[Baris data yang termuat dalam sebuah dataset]

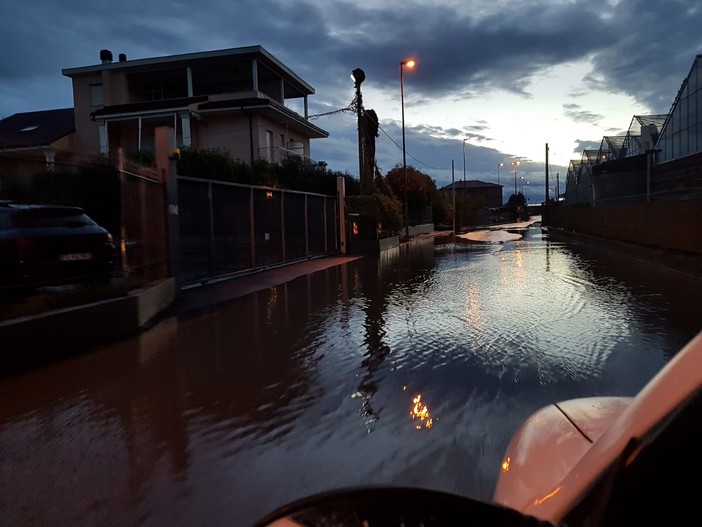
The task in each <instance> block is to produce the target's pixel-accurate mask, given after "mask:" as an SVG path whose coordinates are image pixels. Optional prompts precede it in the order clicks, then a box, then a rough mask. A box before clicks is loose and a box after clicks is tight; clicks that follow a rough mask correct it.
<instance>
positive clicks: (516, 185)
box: [512, 161, 519, 196]
mask: <svg viewBox="0 0 702 527" xmlns="http://www.w3.org/2000/svg"><path fill="white" fill-rule="evenodd" d="M512 166H513V167H514V195H515V196H516V195H517V167H518V166H519V161H512Z"/></svg>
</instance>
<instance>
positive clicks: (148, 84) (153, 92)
mask: <svg viewBox="0 0 702 527" xmlns="http://www.w3.org/2000/svg"><path fill="white" fill-rule="evenodd" d="M162 99H163V82H161V81H147V82H146V83H144V100H145V101H160V100H162Z"/></svg>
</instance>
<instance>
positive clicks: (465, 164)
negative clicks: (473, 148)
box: [463, 139, 468, 195]
mask: <svg viewBox="0 0 702 527" xmlns="http://www.w3.org/2000/svg"><path fill="white" fill-rule="evenodd" d="M466 141H468V139H464V140H463V194H464V195H465V192H466Z"/></svg>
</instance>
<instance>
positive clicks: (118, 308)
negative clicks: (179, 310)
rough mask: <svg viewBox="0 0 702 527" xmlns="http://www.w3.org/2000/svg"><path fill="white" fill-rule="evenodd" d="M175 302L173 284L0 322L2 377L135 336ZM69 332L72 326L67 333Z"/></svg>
mask: <svg viewBox="0 0 702 527" xmlns="http://www.w3.org/2000/svg"><path fill="white" fill-rule="evenodd" d="M174 299H175V280H173V279H172V278H169V279H166V280H162V281H160V282H157V283H154V284H152V285H150V286H149V287H147V288H144V289H140V290H136V291H131V292H130V293H129V294H128V295H127V296H124V297H120V298H114V299H110V300H103V301H101V302H95V303H93V304H88V305H82V306H76V307H70V308H65V309H57V310H55V311H50V312H47V313H42V314H40V315H37V316H28V317H23V318H20V319H14V320H9V321H4V322H0V342H2V343H3V346H2V351H3V353H2V357H1V360H0V375H8V374H12V373H16V372H20V371H23V370H25V369H28V368H32V367H35V366H38V365H41V364H46V363H48V362H51V361H54V360H58V359H61V358H64V357H68V356H70V355H74V354H76V353H80V352H82V351H85V350H87V349H89V348H91V347H93V346H97V345H99V344H102V343H104V342H109V341H110V340H113V339H117V338H121V337H125V336H128V335H131V334H134V333H136V332H137V331H138V330H139V329H140V328H142V327H144V326H145V325H147V324H148V323H149V322H150V321H151V320H153V319H154V317H156V316H157V315H158V314H159V313H160V312H162V311H163V310H165V309H166V308H168V307H169V306H170V305H171V304H172V303H173V301H174ZM66 328H70V331H67V329H66Z"/></svg>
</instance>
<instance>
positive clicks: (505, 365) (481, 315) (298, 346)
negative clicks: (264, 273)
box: [0, 227, 700, 525]
mask: <svg viewBox="0 0 702 527" xmlns="http://www.w3.org/2000/svg"><path fill="white" fill-rule="evenodd" d="M698 287H699V286H698V285H693V284H691V283H690V282H689V281H688V280H685V279H681V278H680V277H679V276H677V275H669V274H665V273H664V272H663V271H662V270H660V269H655V268H653V269H652V268H651V267H648V268H643V267H641V268H640V267H638V266H636V265H633V264H632V263H631V262H629V261H626V260H619V259H617V258H614V257H613V256H612V255H607V254H595V253H593V250H592V249H589V248H587V247H585V246H581V245H572V244H565V243H554V242H549V241H547V240H544V239H542V235H541V232H540V229H538V227H532V229H530V230H529V231H527V232H526V234H525V237H524V239H523V240H520V241H517V242H507V243H504V244H494V245H493V244H485V245H482V244H480V245H465V244H458V245H443V246H434V245H433V243H431V242H428V243H416V244H414V245H413V246H412V248H411V249H409V250H407V249H405V248H403V249H401V250H399V249H398V250H397V251H394V252H390V253H386V254H384V255H383V257H382V258H381V259H380V260H378V259H372V258H365V259H363V260H360V261H358V262H355V263H352V264H347V265H345V266H341V267H337V268H332V269H329V270H326V271H322V272H318V273H315V274H314V275H310V276H307V277H303V278H300V279H297V280H295V281H293V282H290V283H288V284H286V285H283V286H279V287H276V288H274V289H270V290H267V291H262V292H260V293H256V294H252V295H249V296H247V297H244V298H241V299H239V300H236V301H233V302H231V303H228V304H226V305H223V306H220V307H219V308H218V309H216V310H212V311H209V312H206V313H202V312H200V313H191V314H189V315H184V316H181V317H178V318H170V319H166V320H163V321H161V322H160V323H158V324H157V325H155V326H154V327H153V328H152V329H150V330H148V331H146V332H145V333H143V334H142V335H140V336H139V337H137V338H134V339H132V340H128V341H124V342H120V343H117V344H114V345H110V346H106V347H103V348H101V349H99V350H96V351H95V352H93V353H90V354H87V355H85V356H81V357H78V358H75V359H71V360H68V361H65V362H63V363H61V364H56V365H53V366H50V367H48V368H45V369H43V370H40V371H36V372H32V373H28V374H25V375H19V376H15V377H13V378H9V379H5V380H2V381H0V401H2V404H1V405H0V481H2V484H1V485H0V524H7V525H16V524H24V525H30V524H32V525H40V524H84V525H98V524H101V525H135V524H142V525H194V524H197V525H248V524H251V523H252V522H253V521H255V520H256V519H257V518H258V517H260V516H262V515H263V514H265V513H267V512H269V511H270V510H271V509H273V508H275V507H276V506H279V505H282V504H284V503H286V502H289V501H291V500H294V499H297V498H301V497H304V496H307V495H309V494H311V493H314V492H319V491H325V490H330V489H333V488H338V487H344V486H353V485H365V484H383V483H389V484H400V485H417V486H423V487H429V488H435V489H442V490H448V491H452V492H458V493H463V494H466V495H469V496H472V497H475V498H479V499H483V500H489V499H490V498H491V495H492V491H493V488H494V485H495V482H496V477H497V473H498V470H499V464H500V458H501V455H502V453H503V451H504V449H505V448H506V446H507V443H508V441H509V439H510V437H511V435H512V433H513V432H514V431H515V430H516V428H517V427H518V425H519V424H520V423H521V422H522V421H523V420H524V419H525V418H526V417H527V416H528V415H529V414H530V413H532V412H533V411H535V410H537V409H538V408H540V407H541V406H543V405H545V404H548V403H549V402H554V401H558V400H563V399H568V398H572V397H579V396H591V395H632V394H634V393H635V392H636V391H637V390H638V389H640V388H641V387H642V386H643V385H644V384H645V383H646V382H647V381H648V380H649V379H650V378H651V377H652V376H653V375H654V374H655V373H656V372H657V371H658V370H659V369H660V368H661V367H662V366H663V365H664V364H665V363H666V362H667V361H668V360H669V359H670V358H671V357H672V356H673V355H674V354H675V353H676V352H677V351H678V350H679V349H680V348H681V347H682V346H683V345H684V344H685V343H686V342H687V341H688V340H690V339H691V338H692V337H693V336H694V335H695V333H696V332H697V331H698V330H699V329H700V327H699V320H698V319H697V317H696V316H695V313H696V308H695V307H694V305H695V303H694V298H695V294H698V293H699V289H698ZM696 288H697V289H696ZM697 298H699V296H698V297H697ZM417 396H421V401H420V402H419V404H418V405H417V408H416V410H417V413H418V414H421V415H417V414H414V415H413V413H414V412H413V411H414V410H415V403H414V402H413V401H414V400H415V398H416V397H417ZM422 412H423V413H422ZM413 417H414V418H413ZM422 417H423V418H422ZM430 420H431V421H430ZM429 425H430V426H429Z"/></svg>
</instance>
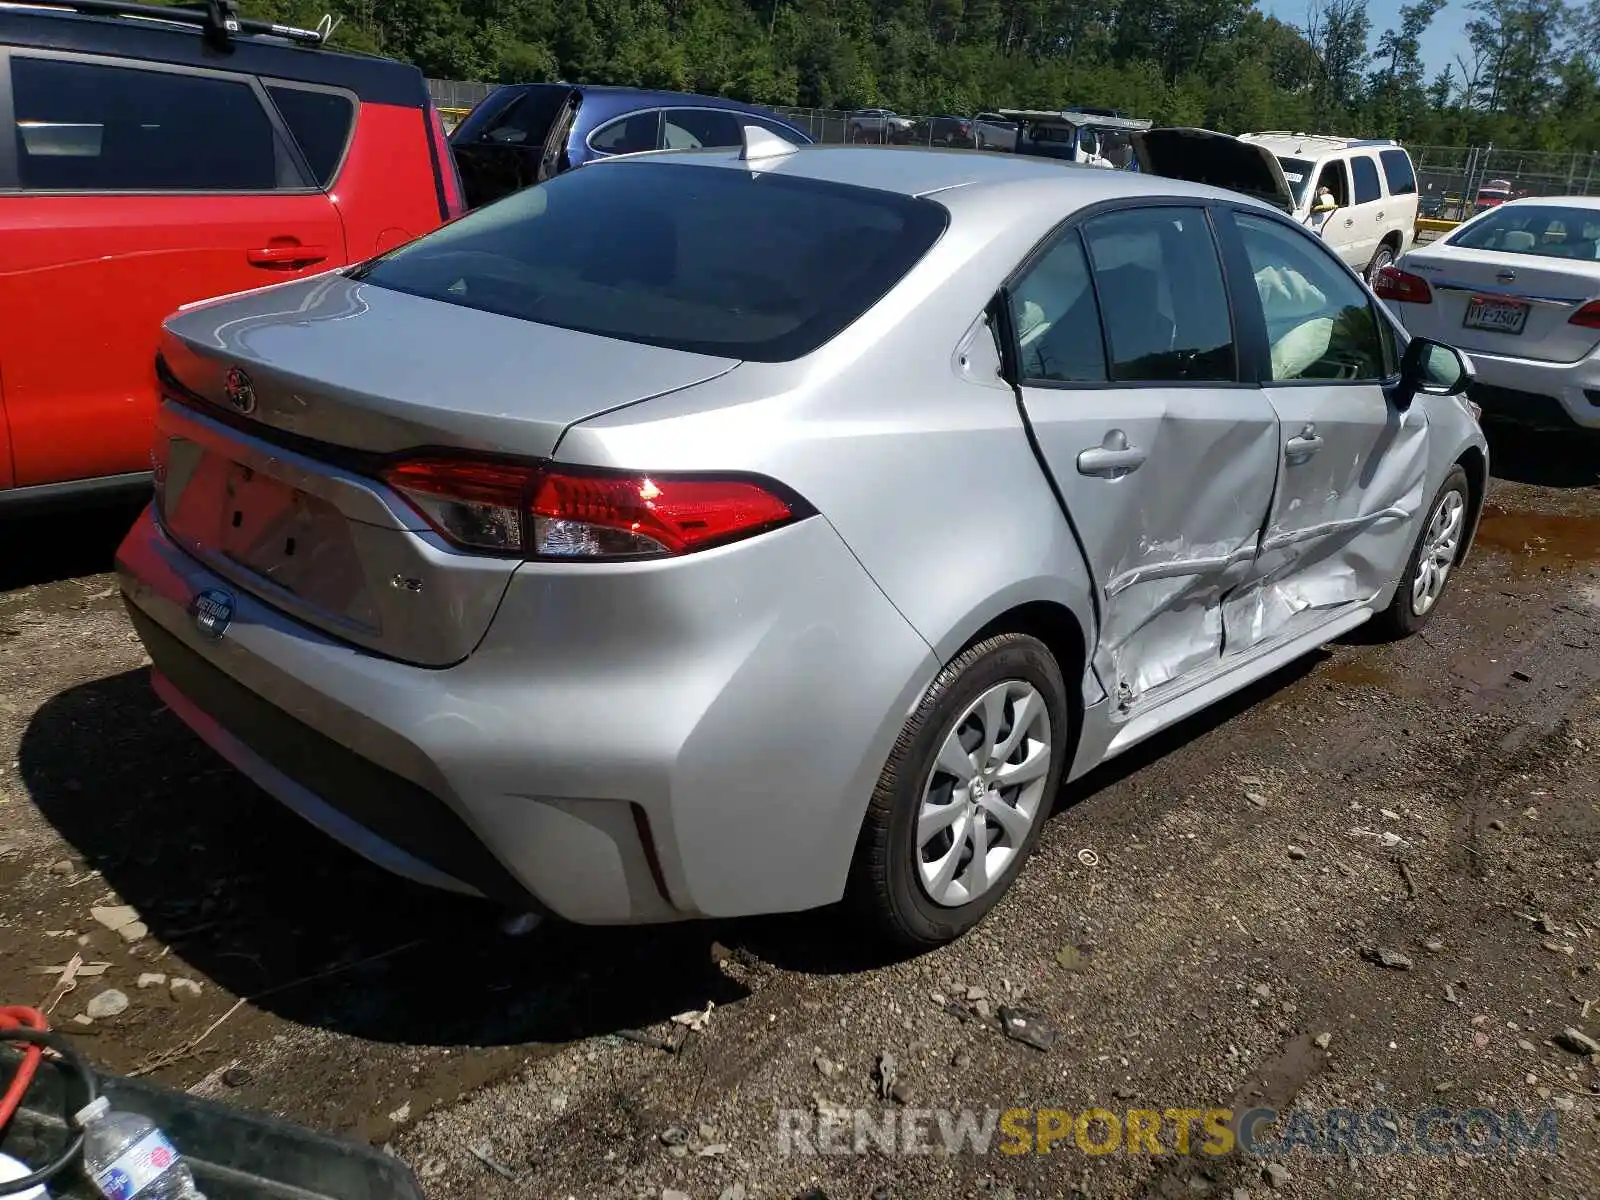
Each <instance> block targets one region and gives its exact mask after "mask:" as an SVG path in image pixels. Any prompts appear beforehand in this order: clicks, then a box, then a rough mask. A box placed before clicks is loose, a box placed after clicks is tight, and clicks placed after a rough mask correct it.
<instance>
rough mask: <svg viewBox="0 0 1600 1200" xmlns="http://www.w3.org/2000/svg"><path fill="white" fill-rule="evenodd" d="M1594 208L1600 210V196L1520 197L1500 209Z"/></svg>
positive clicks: (1518, 196) (1556, 195)
mask: <svg viewBox="0 0 1600 1200" xmlns="http://www.w3.org/2000/svg"><path fill="white" fill-rule="evenodd" d="M1541 205H1542V206H1546V208H1552V206H1558V208H1592V210H1600V195H1518V197H1517V198H1515V200H1507V202H1506V203H1504V205H1498V208H1538V206H1541Z"/></svg>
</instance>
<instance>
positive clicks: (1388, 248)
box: [1366, 242, 1395, 286]
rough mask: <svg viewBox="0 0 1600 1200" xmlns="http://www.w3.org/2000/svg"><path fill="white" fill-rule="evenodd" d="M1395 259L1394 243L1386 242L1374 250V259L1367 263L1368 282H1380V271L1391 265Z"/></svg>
mask: <svg viewBox="0 0 1600 1200" xmlns="http://www.w3.org/2000/svg"><path fill="white" fill-rule="evenodd" d="M1394 261H1395V248H1394V243H1390V242H1384V243H1382V245H1379V246H1378V250H1374V251H1373V261H1371V262H1368V264H1366V283H1368V286H1371V285H1374V283H1378V272H1379V270H1382V269H1384V267H1387V266H1390V264H1392V262H1394Z"/></svg>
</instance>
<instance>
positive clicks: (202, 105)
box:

» **BUTIR TUGAS**: Berikan sebagai daftar JSON berisi string, satu string untuk setiap baris, seluruh baris dari awal baris data sampai baris yang memuat "box: [512, 161, 519, 196]", termasuk kedua ujungnya. Lewati baris kosong dan jangan sertakan gambar dalam jawaban.

» **PENYELESAIAN SOAL**:
[
  "The task in each <instance> block is to produce the target's pixel-accurate mask, given after \"mask:\" as an SVG path whose coordinates are image pixels. Optional prompts precede it in the order clicks, then a box, then a rough mask. A box before clicks is loose and a box after clicks is tight; clicks that follow a rough mask correct it.",
  "<instance>",
  "positive clicks: (516, 185)",
  "box: [512, 161, 519, 196]"
]